Items listed in a dataset:
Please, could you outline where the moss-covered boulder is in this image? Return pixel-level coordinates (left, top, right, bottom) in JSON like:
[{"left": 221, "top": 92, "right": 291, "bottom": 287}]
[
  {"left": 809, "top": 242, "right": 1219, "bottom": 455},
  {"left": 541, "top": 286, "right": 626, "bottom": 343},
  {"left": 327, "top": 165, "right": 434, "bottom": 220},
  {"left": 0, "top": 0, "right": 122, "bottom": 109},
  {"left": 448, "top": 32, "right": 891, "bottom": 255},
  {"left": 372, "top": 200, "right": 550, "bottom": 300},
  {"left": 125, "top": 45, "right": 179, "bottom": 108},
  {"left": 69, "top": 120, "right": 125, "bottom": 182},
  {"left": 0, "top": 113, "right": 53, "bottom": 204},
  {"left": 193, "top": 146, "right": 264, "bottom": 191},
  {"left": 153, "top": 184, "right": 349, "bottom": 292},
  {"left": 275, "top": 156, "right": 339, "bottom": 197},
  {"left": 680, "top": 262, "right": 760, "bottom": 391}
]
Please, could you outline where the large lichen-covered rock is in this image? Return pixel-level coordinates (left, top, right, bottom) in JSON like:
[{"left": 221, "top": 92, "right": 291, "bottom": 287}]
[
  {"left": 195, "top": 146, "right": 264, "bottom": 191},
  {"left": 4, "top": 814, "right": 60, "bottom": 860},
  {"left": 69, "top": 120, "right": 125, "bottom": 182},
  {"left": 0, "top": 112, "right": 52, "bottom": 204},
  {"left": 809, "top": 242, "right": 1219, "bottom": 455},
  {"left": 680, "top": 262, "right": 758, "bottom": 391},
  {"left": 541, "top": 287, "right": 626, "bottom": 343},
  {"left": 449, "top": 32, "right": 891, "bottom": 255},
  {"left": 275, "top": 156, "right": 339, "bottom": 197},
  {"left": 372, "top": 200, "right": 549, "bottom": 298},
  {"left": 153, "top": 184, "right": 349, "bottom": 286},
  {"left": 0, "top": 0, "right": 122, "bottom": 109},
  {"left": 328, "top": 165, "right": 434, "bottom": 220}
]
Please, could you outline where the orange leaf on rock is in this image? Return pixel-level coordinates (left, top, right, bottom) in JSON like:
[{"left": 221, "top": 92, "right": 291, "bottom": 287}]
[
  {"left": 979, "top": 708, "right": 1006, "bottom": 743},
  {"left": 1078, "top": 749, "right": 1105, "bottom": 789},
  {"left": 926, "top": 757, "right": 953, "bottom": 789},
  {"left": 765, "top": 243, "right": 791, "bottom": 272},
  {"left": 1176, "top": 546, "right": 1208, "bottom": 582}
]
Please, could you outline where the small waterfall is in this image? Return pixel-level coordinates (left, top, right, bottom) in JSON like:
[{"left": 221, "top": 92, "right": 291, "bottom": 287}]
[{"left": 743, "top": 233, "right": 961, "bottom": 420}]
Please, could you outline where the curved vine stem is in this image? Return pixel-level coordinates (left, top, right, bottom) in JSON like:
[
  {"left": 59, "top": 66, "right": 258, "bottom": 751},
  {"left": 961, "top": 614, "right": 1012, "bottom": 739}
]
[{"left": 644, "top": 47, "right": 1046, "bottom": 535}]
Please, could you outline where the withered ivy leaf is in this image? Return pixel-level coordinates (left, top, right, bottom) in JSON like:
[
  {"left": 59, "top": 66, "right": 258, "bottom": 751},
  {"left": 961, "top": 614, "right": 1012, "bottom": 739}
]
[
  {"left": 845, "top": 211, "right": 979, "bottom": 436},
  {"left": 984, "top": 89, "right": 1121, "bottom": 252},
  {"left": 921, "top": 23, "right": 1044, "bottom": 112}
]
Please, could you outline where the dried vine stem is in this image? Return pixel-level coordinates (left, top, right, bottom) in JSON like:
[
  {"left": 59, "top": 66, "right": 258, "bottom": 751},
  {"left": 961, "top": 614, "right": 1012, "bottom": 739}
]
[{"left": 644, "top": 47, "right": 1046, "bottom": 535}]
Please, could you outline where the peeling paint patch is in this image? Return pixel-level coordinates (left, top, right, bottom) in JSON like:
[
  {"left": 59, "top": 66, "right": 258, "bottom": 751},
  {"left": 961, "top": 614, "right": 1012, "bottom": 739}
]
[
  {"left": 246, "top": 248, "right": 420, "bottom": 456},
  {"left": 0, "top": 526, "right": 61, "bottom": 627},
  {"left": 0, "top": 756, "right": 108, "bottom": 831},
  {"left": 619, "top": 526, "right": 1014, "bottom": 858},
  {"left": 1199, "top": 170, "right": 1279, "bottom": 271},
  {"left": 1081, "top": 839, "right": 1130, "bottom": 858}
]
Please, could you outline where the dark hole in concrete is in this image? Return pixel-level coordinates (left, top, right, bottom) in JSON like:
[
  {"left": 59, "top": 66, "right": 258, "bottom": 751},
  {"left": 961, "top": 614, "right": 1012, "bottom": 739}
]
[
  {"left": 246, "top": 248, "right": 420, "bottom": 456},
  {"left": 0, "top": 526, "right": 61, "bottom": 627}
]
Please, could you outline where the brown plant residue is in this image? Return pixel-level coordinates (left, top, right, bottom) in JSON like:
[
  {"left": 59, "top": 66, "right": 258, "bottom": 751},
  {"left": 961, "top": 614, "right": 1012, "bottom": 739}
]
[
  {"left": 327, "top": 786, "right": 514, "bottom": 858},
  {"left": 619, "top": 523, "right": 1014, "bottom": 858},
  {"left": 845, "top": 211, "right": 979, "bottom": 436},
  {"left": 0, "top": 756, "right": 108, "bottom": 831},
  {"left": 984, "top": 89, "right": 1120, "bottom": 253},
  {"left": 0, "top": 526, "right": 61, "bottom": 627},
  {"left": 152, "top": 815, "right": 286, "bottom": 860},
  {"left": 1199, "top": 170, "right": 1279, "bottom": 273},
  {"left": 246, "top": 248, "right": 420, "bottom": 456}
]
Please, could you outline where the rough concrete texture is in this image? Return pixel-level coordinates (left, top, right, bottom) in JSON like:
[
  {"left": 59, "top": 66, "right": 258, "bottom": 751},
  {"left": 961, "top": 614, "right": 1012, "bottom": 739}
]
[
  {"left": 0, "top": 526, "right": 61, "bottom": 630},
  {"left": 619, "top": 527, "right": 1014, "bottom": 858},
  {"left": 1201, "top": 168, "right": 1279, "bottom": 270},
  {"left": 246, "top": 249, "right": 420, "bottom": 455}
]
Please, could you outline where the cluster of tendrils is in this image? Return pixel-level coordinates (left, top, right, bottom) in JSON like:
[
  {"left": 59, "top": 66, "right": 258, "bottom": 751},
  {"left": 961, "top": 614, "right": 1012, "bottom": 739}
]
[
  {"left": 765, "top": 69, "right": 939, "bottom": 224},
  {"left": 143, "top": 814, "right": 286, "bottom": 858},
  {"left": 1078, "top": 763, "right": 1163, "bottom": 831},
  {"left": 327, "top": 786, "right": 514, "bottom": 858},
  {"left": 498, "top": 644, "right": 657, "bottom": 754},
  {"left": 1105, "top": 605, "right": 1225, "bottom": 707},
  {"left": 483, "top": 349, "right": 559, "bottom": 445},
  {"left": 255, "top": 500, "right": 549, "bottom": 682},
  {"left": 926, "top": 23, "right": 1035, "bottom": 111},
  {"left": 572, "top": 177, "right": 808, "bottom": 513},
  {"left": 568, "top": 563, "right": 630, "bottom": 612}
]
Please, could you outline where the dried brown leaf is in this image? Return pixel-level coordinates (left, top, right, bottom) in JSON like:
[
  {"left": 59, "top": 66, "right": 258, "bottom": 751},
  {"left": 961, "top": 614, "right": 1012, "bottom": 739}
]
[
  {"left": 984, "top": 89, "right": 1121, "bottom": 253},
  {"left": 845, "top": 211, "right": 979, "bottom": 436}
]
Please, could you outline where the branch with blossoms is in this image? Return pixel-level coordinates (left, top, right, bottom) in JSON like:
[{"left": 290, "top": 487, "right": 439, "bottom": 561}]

Request:
Copy only the stretch running from the line containing "Please, could you outline where the dried brown" to the final line of the entries, both ends included, exactly as it stands.

Task solution:
Please, could you outline where the dried brown leaf is in this image? Return pixel-level coordinates (left, top, right, bottom) in JSON like:
[
  {"left": 59, "top": 66, "right": 258, "bottom": 751},
  {"left": 961, "top": 614, "right": 1012, "bottom": 739}
]
[
  {"left": 984, "top": 89, "right": 1121, "bottom": 253},
  {"left": 845, "top": 211, "right": 979, "bottom": 436}
]
Please, could you outline where the branch with blossoms is in this image? Return pixel-level coordinates (left, top, right, bottom) in JSON like:
[{"left": 290, "top": 487, "right": 439, "bottom": 561}]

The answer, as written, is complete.